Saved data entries

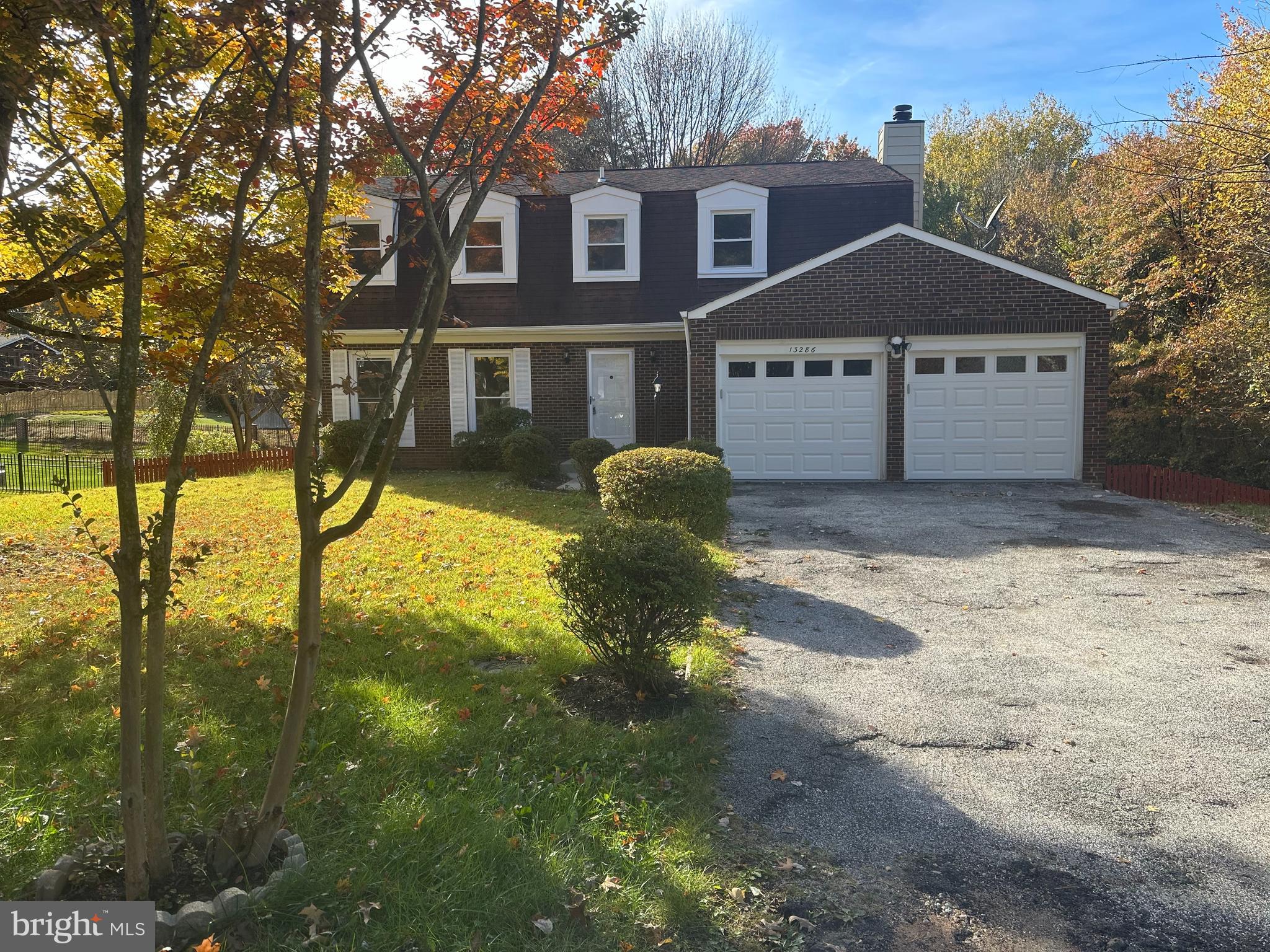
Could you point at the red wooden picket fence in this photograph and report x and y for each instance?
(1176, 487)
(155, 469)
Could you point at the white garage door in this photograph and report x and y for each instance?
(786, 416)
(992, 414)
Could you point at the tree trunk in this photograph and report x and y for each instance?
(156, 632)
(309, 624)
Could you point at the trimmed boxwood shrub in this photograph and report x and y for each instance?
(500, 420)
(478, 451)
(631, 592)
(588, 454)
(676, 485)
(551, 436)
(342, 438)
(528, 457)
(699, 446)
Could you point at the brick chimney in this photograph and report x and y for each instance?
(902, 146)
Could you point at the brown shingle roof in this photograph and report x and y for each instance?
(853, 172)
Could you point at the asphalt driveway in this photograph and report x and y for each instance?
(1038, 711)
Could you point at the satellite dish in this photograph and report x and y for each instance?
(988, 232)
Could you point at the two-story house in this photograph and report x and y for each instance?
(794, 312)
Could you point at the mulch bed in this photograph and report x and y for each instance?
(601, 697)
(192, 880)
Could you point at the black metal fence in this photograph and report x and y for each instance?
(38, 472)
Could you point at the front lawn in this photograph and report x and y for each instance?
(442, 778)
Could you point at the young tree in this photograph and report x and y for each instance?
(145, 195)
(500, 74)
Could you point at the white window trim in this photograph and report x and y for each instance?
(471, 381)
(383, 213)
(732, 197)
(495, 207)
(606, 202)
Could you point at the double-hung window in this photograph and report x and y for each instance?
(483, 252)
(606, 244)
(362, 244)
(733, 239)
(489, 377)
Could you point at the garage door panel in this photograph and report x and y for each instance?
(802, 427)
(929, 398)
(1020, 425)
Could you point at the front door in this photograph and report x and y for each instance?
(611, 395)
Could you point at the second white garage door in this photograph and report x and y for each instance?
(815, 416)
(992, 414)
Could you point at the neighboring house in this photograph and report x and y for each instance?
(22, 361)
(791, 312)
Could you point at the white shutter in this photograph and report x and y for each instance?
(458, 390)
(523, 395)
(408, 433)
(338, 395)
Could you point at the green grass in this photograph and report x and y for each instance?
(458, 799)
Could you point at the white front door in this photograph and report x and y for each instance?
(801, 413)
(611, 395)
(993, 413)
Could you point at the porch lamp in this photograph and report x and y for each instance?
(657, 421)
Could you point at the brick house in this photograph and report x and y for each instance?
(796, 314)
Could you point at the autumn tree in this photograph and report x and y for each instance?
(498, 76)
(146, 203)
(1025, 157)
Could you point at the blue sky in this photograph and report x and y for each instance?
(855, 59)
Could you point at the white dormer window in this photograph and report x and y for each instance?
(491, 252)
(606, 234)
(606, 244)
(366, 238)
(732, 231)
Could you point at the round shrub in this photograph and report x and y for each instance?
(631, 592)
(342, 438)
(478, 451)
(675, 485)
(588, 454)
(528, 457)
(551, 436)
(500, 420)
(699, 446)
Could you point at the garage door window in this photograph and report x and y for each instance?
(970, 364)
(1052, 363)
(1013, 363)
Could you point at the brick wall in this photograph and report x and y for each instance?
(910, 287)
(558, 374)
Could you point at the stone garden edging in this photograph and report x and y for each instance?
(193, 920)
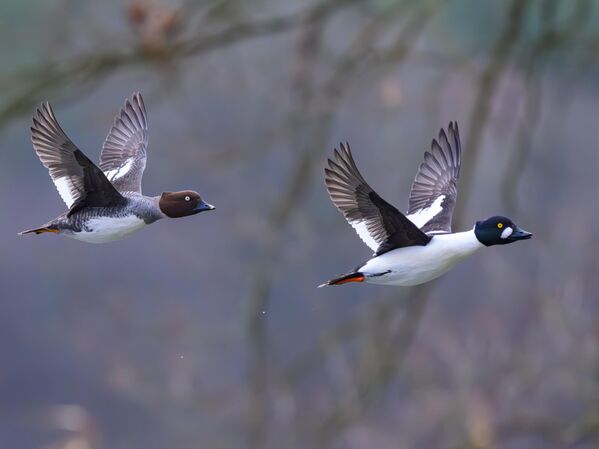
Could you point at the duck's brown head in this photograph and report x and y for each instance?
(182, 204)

## TASK
Set the records down again precisely, skipping every image.

## SOLUTION BELOW
Could you point at the red wooden picket fence in this photograph and report x and y for each instance?
(1176, 487)
(155, 469)
Could you point at the white garage door in this photograph and report x and y for each instance?
(786, 416)
(992, 414)
Could you point at the tree trunk in this photograph and report x and y for each instance?
(156, 632)
(309, 624)
Could you point at the trimmed boxwood shrub in this photograph and report x and y for each instance?
(500, 420)
(478, 451)
(631, 592)
(588, 454)
(676, 485)
(551, 436)
(342, 438)
(528, 457)
(699, 446)
Could you point at the brick chimney in this photograph and report x and y for each instance?
(902, 146)
Could you point at the brown shingle roof in this photograph and report x and y for each instance?
(853, 172)
Could you point at the asphalt driveway in this photograph and report x and y for each instance?
(1038, 711)
Could you point at the satellite dish in this photograph and report x and y for each instance?
(988, 232)
Could you point at the two-story house in this photograph and report x and y for each instance?
(794, 312)
Could you point at the mulch bed in this photograph and report x and y for each instance?
(601, 697)
(192, 880)
Could you point at the black metal fence in this photograph and report x and y for each instance?
(38, 472)
Could you point at the front lawn in this photograph and report x and y for each instance?
(442, 778)
Could you point at the young tree in this photograph and report x and y for each instance?
(145, 195)
(500, 74)
Could you point at the white window trim in this photograph and report x and y for each instance?
(471, 381)
(383, 213)
(732, 197)
(495, 207)
(606, 202)
Could you point at the double-hung window in this photograph and report x and y for each instance?
(483, 252)
(606, 244)
(362, 244)
(733, 239)
(489, 377)
Could you point at the garage door panel in this photograph and report x and y for each instance?
(802, 427)
(929, 398)
(1020, 425)
Could you point at the front door in this photograph and report x and y for each instance?
(611, 395)
Could you point at the second white garage door in this photograph and report x and y for each instance?
(815, 416)
(992, 414)
Could you point at the neighboring house in this photograph and report x and y for each instance?
(22, 361)
(791, 312)
Could you point at the white shutter in this photograph and report x and y for each instance?
(458, 390)
(523, 395)
(408, 433)
(338, 395)
Could you point at the green grass in this photograph and report x and y for each instance?
(458, 799)
Could you point at the white front door in this photograph and report x and y for each instance?
(801, 413)
(611, 395)
(993, 413)
Could you point at the porch lamp in this photograph and report x and y for each instance?
(657, 421)
Could you point at the brick house in this photograph and report x and y for each instance?
(796, 314)
Could you point at the autumn tree in this photograph and report x and y for each instance?
(498, 76)
(146, 203)
(1025, 157)
Could you point at the blue sky in this photograph and report x and y for each instance?
(855, 59)
Could you point at the white dormer window in this photograph and report x and y for each instance?
(491, 252)
(606, 234)
(606, 244)
(366, 238)
(732, 231)
Could you point at the round shrub in this photograph and report x and y for each instance?
(631, 592)
(342, 438)
(478, 451)
(675, 485)
(588, 454)
(528, 457)
(551, 436)
(500, 420)
(699, 446)
Could you point at the garage door window in this photograph and report x and y for each instance?
(970, 364)
(1052, 363)
(1013, 363)
Could you point at the brick wall in this photograph and report x and y for each instance?
(910, 287)
(558, 374)
Could you point at the stone garden edging in this photograph and report x and y for each instance?
(193, 920)
Could you point at the duck's brown head in this photograph and report x and y for each instance?
(182, 204)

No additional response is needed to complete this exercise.